-- start --

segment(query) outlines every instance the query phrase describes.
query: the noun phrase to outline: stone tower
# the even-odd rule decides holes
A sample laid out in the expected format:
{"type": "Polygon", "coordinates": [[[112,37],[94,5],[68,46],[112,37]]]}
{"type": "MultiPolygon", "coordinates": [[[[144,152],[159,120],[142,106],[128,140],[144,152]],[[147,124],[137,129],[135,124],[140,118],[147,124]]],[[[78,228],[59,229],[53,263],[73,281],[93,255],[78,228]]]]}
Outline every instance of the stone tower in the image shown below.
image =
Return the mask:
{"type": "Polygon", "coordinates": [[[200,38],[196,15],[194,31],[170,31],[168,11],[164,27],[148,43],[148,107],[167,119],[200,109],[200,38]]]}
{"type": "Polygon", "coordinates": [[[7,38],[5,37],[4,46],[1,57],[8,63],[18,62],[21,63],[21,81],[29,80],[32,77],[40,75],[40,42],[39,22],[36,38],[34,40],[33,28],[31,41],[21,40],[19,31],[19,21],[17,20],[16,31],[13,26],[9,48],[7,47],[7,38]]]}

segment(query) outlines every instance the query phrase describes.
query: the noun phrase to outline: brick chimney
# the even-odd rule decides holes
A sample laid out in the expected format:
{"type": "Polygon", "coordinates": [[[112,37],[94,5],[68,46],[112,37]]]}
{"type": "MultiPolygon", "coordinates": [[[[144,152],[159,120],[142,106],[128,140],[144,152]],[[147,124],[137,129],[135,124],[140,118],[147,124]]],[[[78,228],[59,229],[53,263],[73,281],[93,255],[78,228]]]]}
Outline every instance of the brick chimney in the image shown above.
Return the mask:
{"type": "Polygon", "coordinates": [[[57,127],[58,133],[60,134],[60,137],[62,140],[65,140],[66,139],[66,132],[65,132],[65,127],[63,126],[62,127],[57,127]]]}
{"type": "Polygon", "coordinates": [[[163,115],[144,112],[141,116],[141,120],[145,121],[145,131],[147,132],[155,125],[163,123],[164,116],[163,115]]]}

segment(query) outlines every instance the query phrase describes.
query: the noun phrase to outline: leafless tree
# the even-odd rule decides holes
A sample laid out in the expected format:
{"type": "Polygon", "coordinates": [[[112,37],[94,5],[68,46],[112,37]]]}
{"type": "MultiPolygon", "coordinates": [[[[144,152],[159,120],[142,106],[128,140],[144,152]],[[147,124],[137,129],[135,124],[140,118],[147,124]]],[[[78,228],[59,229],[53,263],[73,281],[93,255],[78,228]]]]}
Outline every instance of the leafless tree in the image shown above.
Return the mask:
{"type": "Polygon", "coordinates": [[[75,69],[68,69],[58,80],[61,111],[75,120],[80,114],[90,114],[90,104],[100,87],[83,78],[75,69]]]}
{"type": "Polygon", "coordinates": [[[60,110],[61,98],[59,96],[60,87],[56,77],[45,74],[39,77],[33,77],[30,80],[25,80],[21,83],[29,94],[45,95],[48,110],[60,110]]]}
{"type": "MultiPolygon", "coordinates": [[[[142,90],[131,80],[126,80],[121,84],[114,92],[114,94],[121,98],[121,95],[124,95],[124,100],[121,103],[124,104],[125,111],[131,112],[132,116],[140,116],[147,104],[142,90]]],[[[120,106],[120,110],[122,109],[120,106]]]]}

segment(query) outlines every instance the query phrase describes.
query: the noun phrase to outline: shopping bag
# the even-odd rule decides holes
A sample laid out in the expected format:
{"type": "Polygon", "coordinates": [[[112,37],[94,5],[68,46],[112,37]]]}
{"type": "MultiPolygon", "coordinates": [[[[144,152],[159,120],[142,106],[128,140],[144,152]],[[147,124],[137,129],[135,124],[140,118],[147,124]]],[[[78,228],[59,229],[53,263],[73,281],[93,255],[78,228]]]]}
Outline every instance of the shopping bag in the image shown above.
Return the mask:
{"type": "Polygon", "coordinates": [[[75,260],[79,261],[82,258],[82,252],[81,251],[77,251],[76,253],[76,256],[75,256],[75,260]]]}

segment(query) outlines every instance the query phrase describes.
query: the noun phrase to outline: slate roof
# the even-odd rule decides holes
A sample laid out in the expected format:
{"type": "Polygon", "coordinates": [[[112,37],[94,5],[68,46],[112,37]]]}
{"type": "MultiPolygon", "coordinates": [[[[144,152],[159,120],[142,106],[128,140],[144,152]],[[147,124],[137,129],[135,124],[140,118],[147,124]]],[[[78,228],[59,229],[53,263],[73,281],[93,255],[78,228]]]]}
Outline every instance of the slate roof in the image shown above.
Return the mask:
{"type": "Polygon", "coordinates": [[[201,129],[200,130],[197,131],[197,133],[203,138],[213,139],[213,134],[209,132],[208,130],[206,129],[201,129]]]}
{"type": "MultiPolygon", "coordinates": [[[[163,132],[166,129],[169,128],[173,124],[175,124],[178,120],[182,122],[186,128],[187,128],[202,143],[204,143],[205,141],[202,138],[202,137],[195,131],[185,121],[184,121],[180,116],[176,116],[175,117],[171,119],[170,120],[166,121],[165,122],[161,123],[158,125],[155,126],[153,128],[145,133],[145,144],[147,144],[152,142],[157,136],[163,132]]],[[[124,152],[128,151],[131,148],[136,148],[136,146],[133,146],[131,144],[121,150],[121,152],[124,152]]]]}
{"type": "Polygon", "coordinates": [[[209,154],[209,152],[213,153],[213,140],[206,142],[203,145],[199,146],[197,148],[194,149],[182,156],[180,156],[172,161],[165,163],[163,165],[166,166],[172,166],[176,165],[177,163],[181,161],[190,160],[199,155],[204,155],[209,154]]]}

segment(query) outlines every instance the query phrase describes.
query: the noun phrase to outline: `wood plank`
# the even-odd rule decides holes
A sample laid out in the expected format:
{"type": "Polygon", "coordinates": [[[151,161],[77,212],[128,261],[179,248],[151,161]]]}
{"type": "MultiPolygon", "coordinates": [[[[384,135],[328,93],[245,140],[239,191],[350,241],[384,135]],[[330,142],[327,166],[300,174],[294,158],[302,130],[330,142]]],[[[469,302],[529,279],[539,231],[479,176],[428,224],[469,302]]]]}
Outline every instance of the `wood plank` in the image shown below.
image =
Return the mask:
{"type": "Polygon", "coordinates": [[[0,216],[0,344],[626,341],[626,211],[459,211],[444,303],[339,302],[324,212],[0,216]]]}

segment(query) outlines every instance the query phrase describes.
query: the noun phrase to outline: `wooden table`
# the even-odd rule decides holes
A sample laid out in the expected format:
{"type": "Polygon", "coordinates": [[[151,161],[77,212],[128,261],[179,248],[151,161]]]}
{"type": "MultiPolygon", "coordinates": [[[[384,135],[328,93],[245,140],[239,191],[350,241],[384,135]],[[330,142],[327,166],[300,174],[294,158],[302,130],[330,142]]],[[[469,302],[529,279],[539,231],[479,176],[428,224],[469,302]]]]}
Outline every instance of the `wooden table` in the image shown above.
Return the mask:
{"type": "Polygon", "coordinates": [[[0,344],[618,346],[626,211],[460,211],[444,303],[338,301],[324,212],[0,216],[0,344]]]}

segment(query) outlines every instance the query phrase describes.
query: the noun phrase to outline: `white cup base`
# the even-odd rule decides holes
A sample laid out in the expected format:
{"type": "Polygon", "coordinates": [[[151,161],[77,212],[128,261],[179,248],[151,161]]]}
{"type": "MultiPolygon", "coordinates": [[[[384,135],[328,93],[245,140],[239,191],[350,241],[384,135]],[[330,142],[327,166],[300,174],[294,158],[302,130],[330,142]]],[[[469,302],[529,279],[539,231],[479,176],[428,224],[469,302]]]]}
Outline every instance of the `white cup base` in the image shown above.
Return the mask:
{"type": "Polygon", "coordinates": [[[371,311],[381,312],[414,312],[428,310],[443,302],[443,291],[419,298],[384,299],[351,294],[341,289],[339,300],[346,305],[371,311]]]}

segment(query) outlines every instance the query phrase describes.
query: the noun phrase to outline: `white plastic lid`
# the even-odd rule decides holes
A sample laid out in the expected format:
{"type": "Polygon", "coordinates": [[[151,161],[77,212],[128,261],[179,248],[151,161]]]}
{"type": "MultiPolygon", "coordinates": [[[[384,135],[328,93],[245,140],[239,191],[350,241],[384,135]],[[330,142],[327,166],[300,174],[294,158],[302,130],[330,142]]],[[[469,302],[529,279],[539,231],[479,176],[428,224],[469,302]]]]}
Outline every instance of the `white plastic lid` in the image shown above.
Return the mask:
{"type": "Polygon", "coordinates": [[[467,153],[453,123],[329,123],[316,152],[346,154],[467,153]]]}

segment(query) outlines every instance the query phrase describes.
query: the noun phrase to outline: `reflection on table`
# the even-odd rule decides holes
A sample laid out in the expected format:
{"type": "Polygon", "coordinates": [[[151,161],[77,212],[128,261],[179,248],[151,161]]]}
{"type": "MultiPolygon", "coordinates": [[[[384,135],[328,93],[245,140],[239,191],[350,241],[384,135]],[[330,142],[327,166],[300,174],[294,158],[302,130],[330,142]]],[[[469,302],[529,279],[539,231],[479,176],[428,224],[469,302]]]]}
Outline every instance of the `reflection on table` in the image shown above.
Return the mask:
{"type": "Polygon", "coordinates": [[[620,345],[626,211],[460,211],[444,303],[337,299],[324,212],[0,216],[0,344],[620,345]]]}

-- end --

## Written task
Count the lines in the records above that contain the string "chimney", treating uppercase and lowercase letters as different. Reply with the number alone.

## Full output
2